* To be done *
Return each line in the records below that contains the word "blue". Case counts.

--- start ---

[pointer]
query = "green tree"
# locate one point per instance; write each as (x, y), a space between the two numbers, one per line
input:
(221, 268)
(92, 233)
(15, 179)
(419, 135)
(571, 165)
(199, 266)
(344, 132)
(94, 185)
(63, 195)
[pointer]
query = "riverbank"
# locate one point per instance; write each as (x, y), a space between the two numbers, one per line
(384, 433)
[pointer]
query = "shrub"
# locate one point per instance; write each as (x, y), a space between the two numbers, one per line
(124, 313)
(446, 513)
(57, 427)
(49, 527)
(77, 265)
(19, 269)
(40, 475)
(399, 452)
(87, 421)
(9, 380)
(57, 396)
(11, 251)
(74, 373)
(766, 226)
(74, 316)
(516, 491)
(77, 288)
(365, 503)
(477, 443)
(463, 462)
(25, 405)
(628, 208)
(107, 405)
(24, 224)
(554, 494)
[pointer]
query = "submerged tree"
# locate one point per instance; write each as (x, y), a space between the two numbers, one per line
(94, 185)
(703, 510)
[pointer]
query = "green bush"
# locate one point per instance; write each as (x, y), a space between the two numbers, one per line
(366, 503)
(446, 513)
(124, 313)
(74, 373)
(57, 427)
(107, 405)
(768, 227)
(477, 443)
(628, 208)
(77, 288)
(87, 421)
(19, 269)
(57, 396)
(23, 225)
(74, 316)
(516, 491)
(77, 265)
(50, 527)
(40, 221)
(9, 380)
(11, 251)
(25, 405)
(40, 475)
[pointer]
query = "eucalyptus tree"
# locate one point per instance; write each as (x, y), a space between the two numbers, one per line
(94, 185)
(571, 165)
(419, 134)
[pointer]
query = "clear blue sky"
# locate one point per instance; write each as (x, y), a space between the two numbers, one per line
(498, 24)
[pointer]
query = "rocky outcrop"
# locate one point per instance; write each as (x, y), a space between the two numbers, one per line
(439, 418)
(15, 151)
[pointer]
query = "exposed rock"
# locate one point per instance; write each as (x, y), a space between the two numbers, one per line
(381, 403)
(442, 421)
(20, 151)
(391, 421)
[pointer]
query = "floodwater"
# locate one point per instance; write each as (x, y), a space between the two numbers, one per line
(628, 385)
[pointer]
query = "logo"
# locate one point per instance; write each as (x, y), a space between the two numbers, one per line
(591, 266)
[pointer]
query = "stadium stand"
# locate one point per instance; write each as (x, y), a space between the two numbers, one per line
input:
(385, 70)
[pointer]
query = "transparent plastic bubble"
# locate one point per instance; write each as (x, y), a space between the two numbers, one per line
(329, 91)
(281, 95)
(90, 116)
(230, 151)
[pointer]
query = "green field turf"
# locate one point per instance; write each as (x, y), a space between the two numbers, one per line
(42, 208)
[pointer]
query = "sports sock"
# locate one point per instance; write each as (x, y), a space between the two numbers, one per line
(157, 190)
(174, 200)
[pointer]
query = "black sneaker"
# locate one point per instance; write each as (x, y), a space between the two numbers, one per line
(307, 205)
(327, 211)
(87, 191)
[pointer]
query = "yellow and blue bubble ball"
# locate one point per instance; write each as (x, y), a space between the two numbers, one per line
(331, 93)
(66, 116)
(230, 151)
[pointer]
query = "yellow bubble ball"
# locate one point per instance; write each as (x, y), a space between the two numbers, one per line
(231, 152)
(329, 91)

--- end ---

* Solution to the exercise *
query = "clear blue sky"
query = "yellow and blue bubble ball"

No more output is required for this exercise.